§ **Directive**
Rewrite the lines of the listing from the line containing "Task: localize man's bare foot." through the line containing "[193,72,203,89]", replacing "chest" with "torso" and leaving everything else unchanged.

/---

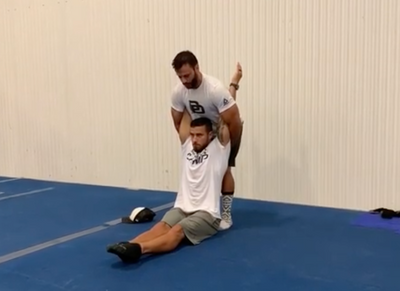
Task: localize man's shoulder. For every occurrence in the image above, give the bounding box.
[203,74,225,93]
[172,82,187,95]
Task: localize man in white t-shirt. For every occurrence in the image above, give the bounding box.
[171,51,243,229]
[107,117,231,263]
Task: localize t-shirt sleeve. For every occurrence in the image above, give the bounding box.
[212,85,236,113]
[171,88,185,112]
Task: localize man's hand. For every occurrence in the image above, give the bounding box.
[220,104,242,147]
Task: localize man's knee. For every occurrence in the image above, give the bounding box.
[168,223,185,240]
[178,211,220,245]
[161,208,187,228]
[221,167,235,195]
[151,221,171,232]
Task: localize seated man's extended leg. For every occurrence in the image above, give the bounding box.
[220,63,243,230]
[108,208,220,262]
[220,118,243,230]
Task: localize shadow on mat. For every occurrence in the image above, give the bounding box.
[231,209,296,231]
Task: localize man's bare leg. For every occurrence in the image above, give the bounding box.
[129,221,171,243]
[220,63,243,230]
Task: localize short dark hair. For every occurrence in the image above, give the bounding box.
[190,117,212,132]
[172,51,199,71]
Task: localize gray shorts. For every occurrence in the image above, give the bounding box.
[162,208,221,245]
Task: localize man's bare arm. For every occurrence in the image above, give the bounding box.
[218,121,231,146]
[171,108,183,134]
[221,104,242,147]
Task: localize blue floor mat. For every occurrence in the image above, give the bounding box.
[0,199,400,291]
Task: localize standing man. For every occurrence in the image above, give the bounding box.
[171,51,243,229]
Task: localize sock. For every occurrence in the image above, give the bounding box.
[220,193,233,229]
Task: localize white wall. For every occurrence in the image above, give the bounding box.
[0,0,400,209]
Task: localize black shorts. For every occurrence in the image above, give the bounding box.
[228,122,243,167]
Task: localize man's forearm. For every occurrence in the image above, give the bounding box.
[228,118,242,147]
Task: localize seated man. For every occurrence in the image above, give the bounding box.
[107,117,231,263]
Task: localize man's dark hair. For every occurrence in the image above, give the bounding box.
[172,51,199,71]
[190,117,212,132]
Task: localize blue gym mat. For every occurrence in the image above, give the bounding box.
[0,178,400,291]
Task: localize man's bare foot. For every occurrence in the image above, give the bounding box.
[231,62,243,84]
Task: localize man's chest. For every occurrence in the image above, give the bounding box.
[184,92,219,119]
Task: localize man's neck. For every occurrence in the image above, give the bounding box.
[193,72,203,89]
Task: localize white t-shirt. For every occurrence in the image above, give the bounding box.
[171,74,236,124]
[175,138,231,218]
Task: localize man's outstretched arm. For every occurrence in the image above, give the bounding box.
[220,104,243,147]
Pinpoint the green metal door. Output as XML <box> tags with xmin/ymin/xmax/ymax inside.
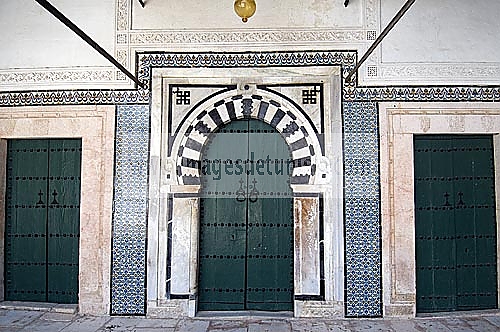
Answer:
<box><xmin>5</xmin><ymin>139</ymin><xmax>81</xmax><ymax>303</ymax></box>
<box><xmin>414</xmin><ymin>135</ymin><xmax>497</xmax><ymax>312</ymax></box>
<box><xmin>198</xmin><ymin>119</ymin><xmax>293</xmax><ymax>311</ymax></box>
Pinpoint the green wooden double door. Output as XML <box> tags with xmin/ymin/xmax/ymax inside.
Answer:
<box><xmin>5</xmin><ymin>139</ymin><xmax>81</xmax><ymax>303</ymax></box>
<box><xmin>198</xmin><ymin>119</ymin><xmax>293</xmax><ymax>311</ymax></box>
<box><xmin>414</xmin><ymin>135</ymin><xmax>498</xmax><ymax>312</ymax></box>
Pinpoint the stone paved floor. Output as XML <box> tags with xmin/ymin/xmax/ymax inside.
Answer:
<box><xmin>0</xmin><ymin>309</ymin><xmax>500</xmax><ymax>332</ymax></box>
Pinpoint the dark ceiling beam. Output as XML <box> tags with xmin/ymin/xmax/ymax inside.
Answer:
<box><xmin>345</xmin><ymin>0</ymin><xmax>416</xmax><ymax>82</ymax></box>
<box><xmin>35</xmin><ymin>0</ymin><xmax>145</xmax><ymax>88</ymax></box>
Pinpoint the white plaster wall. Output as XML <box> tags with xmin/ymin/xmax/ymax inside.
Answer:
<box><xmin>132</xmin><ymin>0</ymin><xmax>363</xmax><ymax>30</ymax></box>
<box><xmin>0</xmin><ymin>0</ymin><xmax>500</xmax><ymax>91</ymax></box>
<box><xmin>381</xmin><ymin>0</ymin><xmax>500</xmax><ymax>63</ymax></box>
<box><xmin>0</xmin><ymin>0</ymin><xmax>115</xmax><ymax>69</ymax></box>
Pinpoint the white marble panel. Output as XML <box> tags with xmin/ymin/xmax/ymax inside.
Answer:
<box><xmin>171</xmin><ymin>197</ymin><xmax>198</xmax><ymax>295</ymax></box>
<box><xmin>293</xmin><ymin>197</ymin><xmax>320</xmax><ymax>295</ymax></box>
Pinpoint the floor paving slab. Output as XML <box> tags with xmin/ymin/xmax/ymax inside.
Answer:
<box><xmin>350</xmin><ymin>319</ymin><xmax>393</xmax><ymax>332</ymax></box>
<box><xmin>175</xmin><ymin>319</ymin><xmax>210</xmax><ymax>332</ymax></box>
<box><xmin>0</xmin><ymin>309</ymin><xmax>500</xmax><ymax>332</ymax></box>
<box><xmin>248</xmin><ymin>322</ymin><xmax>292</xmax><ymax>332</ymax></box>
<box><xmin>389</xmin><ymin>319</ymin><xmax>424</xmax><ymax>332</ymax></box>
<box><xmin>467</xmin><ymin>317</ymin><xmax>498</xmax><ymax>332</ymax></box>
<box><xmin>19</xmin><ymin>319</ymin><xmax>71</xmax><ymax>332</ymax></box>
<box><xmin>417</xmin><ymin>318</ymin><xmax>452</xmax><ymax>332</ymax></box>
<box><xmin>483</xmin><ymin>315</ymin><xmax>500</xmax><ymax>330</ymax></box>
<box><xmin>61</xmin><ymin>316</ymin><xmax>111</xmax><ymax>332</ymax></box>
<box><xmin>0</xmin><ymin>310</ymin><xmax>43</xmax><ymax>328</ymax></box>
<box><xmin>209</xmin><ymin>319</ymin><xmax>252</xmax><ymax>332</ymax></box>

\---

§ **Output of the exercise**
Task: localize man's bare foot. For every occurrence in the image above, give the bounding box.
[231,62,243,84]
Task: localize man's torso. For every occurrence in the image above, give the bounding box.
[184,92,219,119]
Task: localize man's neck. For every occurrence in the image above, give the bounding box.
[193,72,203,89]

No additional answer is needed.